◆ **Exercise prompt**:
Your answer must be an exact copy of the listing, with the images left out.

◆ **Data records**:
****************
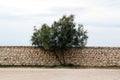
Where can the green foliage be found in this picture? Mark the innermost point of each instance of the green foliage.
(61, 36)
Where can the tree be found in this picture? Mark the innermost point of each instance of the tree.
(61, 36)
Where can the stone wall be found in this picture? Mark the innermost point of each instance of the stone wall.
(89, 56)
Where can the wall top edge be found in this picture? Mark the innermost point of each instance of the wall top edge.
(74, 47)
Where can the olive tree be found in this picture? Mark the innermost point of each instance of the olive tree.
(60, 36)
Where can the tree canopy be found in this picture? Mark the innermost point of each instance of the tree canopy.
(60, 36)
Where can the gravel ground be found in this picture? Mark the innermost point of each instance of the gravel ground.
(58, 74)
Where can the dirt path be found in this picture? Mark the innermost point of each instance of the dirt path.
(58, 74)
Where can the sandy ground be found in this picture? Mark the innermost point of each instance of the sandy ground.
(58, 74)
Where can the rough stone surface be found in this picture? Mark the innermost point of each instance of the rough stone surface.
(88, 56)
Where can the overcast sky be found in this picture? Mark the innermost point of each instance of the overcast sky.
(101, 18)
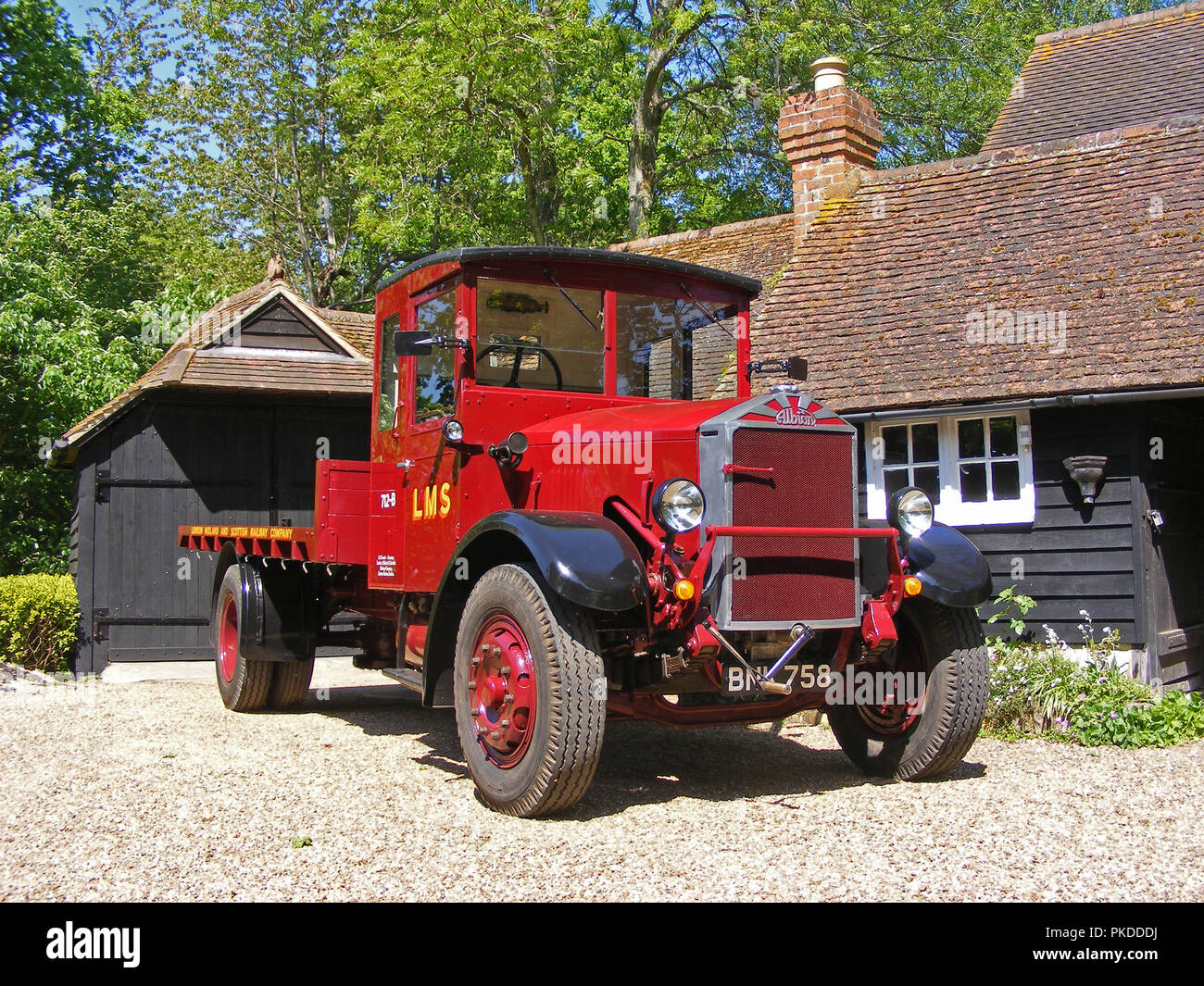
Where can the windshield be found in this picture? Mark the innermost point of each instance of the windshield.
(542, 337)
(537, 337)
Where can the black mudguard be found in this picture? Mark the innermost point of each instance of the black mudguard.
(950, 568)
(583, 557)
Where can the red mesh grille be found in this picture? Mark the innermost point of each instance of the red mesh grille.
(789, 580)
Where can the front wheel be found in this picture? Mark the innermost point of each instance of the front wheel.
(919, 718)
(530, 694)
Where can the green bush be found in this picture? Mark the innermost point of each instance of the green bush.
(1038, 690)
(39, 618)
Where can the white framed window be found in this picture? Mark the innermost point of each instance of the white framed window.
(978, 468)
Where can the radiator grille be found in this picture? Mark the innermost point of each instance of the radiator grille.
(789, 580)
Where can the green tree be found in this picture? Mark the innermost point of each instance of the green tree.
(257, 140)
(476, 124)
(56, 131)
(69, 341)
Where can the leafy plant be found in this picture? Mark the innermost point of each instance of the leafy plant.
(1039, 689)
(39, 621)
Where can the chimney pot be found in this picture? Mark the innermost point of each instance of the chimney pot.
(831, 139)
(829, 72)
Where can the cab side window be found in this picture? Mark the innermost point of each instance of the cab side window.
(434, 373)
(388, 407)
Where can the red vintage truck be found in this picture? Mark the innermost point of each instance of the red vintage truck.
(577, 511)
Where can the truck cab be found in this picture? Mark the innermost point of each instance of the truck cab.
(578, 511)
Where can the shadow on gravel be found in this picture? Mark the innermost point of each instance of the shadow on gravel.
(642, 762)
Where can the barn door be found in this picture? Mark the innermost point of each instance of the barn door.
(1173, 531)
(169, 465)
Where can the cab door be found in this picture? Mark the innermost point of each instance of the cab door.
(386, 532)
(430, 500)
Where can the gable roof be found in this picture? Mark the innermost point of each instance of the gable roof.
(890, 289)
(201, 360)
(1116, 73)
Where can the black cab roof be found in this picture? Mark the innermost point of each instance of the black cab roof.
(464, 256)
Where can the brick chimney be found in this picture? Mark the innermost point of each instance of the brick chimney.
(831, 139)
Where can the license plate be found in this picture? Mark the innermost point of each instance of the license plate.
(739, 680)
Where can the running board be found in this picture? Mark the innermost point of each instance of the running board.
(408, 677)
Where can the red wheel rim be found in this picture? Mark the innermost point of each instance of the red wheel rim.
(896, 713)
(228, 638)
(502, 692)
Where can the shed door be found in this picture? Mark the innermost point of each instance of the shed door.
(169, 466)
(1174, 543)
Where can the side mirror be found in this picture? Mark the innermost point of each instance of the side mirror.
(412, 344)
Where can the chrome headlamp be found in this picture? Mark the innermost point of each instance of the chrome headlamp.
(678, 505)
(910, 511)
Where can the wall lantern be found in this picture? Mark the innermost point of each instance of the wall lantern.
(1086, 471)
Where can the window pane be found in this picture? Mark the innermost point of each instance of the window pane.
(970, 440)
(1003, 436)
(531, 336)
(388, 373)
(923, 443)
(973, 476)
(895, 444)
(655, 347)
(896, 480)
(434, 373)
(1006, 481)
(928, 480)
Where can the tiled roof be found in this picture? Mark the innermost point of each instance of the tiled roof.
(1135, 70)
(188, 363)
(890, 288)
(754, 248)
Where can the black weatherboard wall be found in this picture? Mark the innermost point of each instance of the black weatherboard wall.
(1110, 559)
(241, 460)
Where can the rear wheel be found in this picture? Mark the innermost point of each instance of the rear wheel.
(244, 684)
(926, 710)
(530, 694)
(290, 684)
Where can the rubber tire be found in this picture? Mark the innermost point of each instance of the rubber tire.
(955, 700)
(561, 760)
(290, 684)
(248, 688)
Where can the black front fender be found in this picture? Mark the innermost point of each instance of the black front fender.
(583, 557)
(950, 568)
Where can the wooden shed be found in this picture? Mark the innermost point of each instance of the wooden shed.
(225, 429)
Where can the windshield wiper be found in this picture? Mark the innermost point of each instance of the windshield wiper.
(550, 277)
(706, 311)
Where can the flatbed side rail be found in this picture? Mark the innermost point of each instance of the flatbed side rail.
(285, 543)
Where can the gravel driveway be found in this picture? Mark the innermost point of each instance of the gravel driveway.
(152, 790)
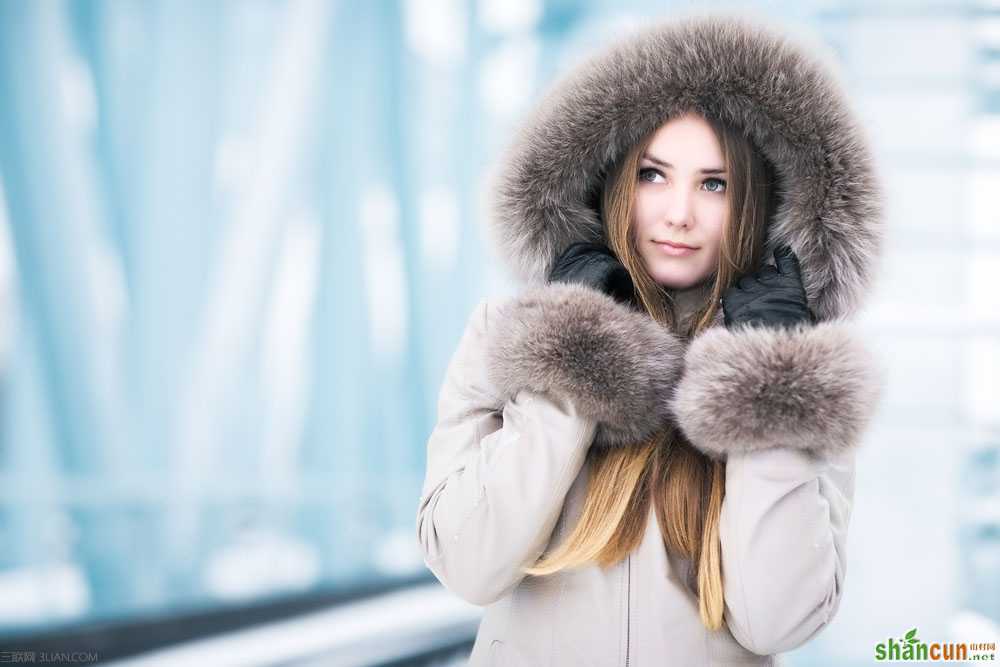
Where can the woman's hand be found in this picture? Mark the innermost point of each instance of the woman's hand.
(773, 296)
(593, 264)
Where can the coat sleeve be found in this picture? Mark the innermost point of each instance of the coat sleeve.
(786, 409)
(498, 470)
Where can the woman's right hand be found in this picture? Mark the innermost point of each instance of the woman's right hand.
(593, 264)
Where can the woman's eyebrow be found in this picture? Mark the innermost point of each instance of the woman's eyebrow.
(664, 163)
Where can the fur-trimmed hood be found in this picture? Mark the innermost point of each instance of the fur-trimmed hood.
(728, 389)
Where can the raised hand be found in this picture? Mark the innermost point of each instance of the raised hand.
(771, 296)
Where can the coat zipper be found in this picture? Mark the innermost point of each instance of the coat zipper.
(628, 610)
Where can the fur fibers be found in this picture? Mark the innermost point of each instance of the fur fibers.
(616, 364)
(744, 72)
(814, 387)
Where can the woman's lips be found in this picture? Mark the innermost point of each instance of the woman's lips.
(674, 251)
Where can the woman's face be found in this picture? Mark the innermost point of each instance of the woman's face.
(680, 196)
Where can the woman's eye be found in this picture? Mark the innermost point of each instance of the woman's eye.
(720, 188)
(647, 170)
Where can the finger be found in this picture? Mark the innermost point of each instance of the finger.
(745, 282)
(786, 261)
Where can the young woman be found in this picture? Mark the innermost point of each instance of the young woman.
(647, 456)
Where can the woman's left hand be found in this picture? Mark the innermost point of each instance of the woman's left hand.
(772, 296)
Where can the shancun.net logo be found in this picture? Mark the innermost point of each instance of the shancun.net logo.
(911, 648)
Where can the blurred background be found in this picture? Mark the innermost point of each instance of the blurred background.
(239, 242)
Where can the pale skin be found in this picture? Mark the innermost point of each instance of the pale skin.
(681, 196)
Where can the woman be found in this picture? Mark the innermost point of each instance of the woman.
(647, 457)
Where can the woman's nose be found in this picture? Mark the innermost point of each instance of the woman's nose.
(678, 209)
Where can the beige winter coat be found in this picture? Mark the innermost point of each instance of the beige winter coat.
(541, 377)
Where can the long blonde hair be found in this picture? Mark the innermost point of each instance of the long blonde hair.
(685, 486)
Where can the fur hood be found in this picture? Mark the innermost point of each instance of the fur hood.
(813, 387)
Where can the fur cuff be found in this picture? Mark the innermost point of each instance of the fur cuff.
(616, 364)
(811, 387)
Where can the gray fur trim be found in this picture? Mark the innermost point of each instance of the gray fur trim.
****************
◆ **Solved exercise**:
Where can the green foliage be found in this picture? Mark the innermost point of each instance of the green foliage.
(61, 36)
Where can the tree be found in this picture? Mark the innermost point of each instance of the tree.
(61, 36)
Where can the stone wall be found in this picture? Mark the innermost point of each instance of the stone wall.
(89, 56)
Where can the wall top edge be found in this picture? Mark the innermost point of each instance of the wall top edge.
(74, 47)
Where can the olive tree be found in this picture? Mark the innermost point of each instance of the olive tree.
(60, 36)
Where can the tree canopy be found in this picture? Mark the innermost point of each instance of the tree canopy.
(60, 36)
Where can the gravel ground be found in this picture? Mark the innermost point of each instance of the gravel ground.
(58, 74)
Where can the dirt path be found in this picture? Mark the innermost point of each instance of the dirt path.
(58, 74)
Where can the sandy ground be found in this picture? Mark the innermost point of each instance of the sandy ground.
(58, 74)
Where can the rough stone surface be found in this picture? Mark the innermost point of each instance of the rough stone surface.
(88, 56)
Where can the overcast sky be found in this picture? Mark the innermost point of each instance of the overcast sky.
(101, 18)
Where can the windshield be found in this picture? Mark the innermost point of each instance of the windshield.
(542, 337)
(537, 337)
Where can the black mudguard be found in this picture? Mark the innermost point of each instance of the black mudguard.
(950, 568)
(583, 557)
Where can the red mesh grille be found in this picture? Mark the innermost point of each instance of the red mesh grille.
(789, 580)
Where can the front wheel be found in this picture? Mark the innermost point of each instance of the front wheel.
(919, 718)
(530, 694)
Where can the green bush be found in this picture? Mark the innermost point of each instance of the green bush.
(1038, 690)
(39, 618)
Where can the white framed window be found in this picture? Mark the innermost point of each instance of the white framed window.
(978, 468)
Where can the radiator grille be found in this picture? Mark the innermost point of each instance of the radiator grille.
(789, 580)
Where can the green tree be found in this picture? Mark the innermost point of each instance of the green tree.
(257, 140)
(476, 124)
(56, 131)
(69, 341)
Where can the leafy plant be found in this picture? Mark the innermost point of each instance of the leafy plant.
(1039, 689)
(39, 621)
Where can the chimney pot be found in this picture? Mark the innermost point of each instance of the chimney pot.
(831, 139)
(829, 72)
Where can the cab side window be found in this picture? Mark the innermost point of each instance of the cab side window.
(434, 373)
(388, 407)
Where can the red vintage truck be found in this picture? Mark the innermost point of each instance of the red vintage truck.
(577, 511)
Where can the truck cab be found in this picture? Mark the innermost point of each instance of the truck cab.
(578, 511)
Where can the shadow on gravel be found in this picture? Mark the innermost point of each instance of the shadow on gravel.
(642, 762)
Where can the barn door be found in this picture? Mark the innermost point of each instance of the barn door.
(1173, 531)
(169, 465)
Where can the cab door be found in this picture? Mark the innermost point of each instance of the cab door.
(386, 532)
(430, 500)
Where can the gable roof be found in this picture? Mark the innermost point of each instance of the gable roof.
(890, 289)
(201, 360)
(1116, 73)
Where can the black cab roof be found in this picture? Mark the innermost point of each instance of the black cab roof.
(464, 256)
Where can the brick chimney be found in this picture? Mark the innermost point of each instance of the brick chimney.
(831, 139)
Where can the license plate be found in this picture? Mark the innermost point of each instance of the license plate.
(739, 680)
Where can the running board be found in this picture? Mark the innermost point of each instance of the running board.
(408, 677)
Where can the red wheel rim be found in this picture? Mark the innermost point of each instance of the red wheel rim.
(896, 713)
(228, 638)
(502, 692)
Where can the shed door be found in this picture? Mark the innermost point of each instance of the shed door.
(169, 466)
(1174, 543)
Where can the side mirror be found in this picture? Mark the innermost point of each instance of the side mirror.
(412, 344)
Where can the chrome headlamp be found in this picture? Mark the innermost point of each instance of the chrome headlamp.
(678, 505)
(910, 511)
Where can the wall lantern be found in this picture? Mark the innermost point of each instance of the wall lantern.
(1086, 471)
Where can the window pane be found in this picture? Mark the innermost point of each instance of the window pane.
(970, 440)
(1003, 436)
(531, 336)
(388, 373)
(923, 443)
(973, 476)
(895, 444)
(655, 347)
(896, 480)
(434, 373)
(1006, 481)
(928, 480)
Where can the tiled roof be found in this picture? Mark the innermost point of each instance of the tiled roof.
(1135, 70)
(188, 363)
(890, 288)
(754, 248)
Where can the black weatherboard wall be found in this picture? Mark the innermost point of each instance of the black weatherboard wall.
(1110, 559)
(241, 460)
Where can the rear wheel be found in this picture? Mark the innermost point of each instance of the rear wheel.
(244, 684)
(926, 710)
(530, 694)
(290, 684)
Where can the rubber tire be found in this picture? Mark the innermost point of each instance of the rubber tire.
(955, 700)
(561, 760)
(290, 684)
(248, 688)
Where can the black front fender be found in this picture? Mark the innermost point of each instance of the black front fender.
(583, 557)
(950, 568)
Where can the wooden shed be found in this picture? Mark the innermost point of each instance of the wooden shed.
(225, 429)
Where can the windshield wiper be found in this picture? Mark the innermost point of each instance of the windshield wiper.
(550, 277)
(706, 311)
Where can the flatbed side rail be found in this picture? Mark the innermost point of each instance of the flatbed side rail.
(285, 543)
Where can the gravel driveway be found in this picture? Mark the innermost point of each instance of the gravel driveway.
(152, 790)
Where can the woman's hand be found in this picture? Mark the innermost point of each instance of the woman's hand.
(773, 296)
(593, 264)
Where can the coat sleeve be found in this picture? Mark the innermost point of each instance of the coat sleeve.
(786, 409)
(498, 470)
Where can the woman's right hand be found in this picture? Mark the innermost point of each instance of the woman's right hand.
(593, 264)
Where can the woman's eyebrow be found in this picture? Mark the innermost point of each instance of the woman's eyebrow.
(664, 163)
Where can the fur-trimmed hood be found in this picture? Mark the innermost point of each instance of the fur-trimmed hood.
(728, 389)
Where can the raised hand be found in this picture? Mark the innermost point of each instance of the raised hand.
(771, 296)
Where can the coat zipper be found in this picture? Mark the innermost point of each instance of the coat zipper.
(628, 610)
Where can the fur fibers be found in this picture? Mark the innermost point of each instance of the fur fibers.
(616, 364)
(744, 72)
(814, 387)
Where can the woman's lips be found in this picture? Mark the innermost point of each instance of the woman's lips.
(674, 251)
Where can the woman's face be found in this picture? Mark the innermost point of each instance of the woman's face.
(680, 196)
Where can the woman's eye be found in this picture? Mark the innermost point of each instance of the woman's eye.
(720, 188)
(647, 170)
Where can the finger be found in this picture? Mark the innermost point of each instance of the finger.
(745, 282)
(786, 261)
Where can the young woman be found in this picture? Mark the innermost point of each instance of the young woman.
(647, 456)
Where can the woman's left hand be found in this picture? Mark the innermost point of each instance of the woman's left hand.
(772, 296)
Where can the shancun.net logo be found in this picture? Mark the innermost point of each instance of the shancun.net logo.
(911, 648)
Where can the blurred background be found in this picture? Mark the innermost point of each instance of the blurred background.
(239, 242)
Where can the pale skin be found in this picture? Mark the innermost point of each instance of the pale skin.
(681, 196)
Where can the woman be found in this picture? Mark the innermost point of each instance of the woman.
(647, 457)
Where can the woman's nose be found in this picture? Mark the innermost point of each instance of the woman's nose.
(678, 209)
Where can the beige winter coat be found in this picture? Mark the innermost point of each instance of the beige winter coat.
(541, 377)
Where can the long blonde hair be found in this picture? Mark the innermost point of each instance of the long blonde hair.
(685, 486)
Where can the fur hood be found in this picture? Mark the innermost point of each instance of the fur hood.
(813, 387)
Where can the fur cuff be found in this picture? Mark the innermost point of each instance of the fur cuff.
(616, 364)
(811, 387)
Where can the gray fur trim be found in this picture? Mark the innermost point of each instance of the gray fur trim.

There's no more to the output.